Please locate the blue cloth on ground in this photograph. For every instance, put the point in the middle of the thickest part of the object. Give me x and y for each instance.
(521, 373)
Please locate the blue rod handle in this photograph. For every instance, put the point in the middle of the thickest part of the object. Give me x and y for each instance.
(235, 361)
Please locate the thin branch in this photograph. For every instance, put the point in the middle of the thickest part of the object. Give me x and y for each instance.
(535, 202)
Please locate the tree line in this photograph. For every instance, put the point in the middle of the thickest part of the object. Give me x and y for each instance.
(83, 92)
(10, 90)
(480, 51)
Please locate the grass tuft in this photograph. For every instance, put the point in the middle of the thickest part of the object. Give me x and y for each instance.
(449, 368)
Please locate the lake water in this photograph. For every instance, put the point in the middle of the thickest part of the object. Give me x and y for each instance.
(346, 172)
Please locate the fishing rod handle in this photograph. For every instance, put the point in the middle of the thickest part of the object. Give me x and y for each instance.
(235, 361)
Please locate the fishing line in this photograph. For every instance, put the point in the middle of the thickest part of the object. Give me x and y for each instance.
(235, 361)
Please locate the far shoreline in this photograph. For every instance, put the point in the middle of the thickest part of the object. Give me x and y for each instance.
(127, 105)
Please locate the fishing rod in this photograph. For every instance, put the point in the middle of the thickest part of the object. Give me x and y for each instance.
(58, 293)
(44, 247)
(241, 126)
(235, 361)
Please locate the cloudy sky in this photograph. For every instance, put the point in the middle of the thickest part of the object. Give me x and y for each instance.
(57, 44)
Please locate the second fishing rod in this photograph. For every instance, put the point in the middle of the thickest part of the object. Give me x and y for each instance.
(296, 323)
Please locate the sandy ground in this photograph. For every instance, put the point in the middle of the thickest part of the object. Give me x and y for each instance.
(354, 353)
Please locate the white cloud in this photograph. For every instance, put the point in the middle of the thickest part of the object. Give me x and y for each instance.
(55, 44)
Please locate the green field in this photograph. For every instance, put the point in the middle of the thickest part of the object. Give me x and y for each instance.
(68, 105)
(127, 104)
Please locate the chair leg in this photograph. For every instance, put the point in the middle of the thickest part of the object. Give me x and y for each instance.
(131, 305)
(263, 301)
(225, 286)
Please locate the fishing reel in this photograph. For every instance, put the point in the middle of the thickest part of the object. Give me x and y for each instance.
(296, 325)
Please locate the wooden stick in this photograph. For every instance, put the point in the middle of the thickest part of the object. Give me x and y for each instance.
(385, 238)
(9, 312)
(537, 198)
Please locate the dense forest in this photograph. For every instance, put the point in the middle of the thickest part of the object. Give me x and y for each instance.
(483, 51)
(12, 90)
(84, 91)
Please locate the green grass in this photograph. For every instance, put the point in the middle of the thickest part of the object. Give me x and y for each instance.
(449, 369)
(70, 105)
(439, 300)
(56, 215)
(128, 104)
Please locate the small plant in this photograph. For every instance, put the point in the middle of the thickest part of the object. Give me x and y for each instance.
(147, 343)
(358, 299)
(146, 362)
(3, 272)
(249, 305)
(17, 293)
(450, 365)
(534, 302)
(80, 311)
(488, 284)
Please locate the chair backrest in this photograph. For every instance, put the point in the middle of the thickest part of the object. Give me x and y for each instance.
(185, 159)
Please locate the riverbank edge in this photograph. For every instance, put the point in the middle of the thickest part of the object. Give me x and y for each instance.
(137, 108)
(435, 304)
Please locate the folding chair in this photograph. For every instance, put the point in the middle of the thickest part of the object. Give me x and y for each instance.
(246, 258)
==============================
What you will do
Extract every line from the one with "Please locate the riverbank" down to the final line above, both included, exactly as written.

The answer
Please locate the riverbank edge in this photograph. For every instance, put the point in the middle of the thickest part of the object. Give me x and y for each instance.
(137, 108)
(435, 304)
Please locate the folding chair in this photograph. For every instance, put the point in the middle of the thickest part of the object. Give me x and y for each instance.
(246, 258)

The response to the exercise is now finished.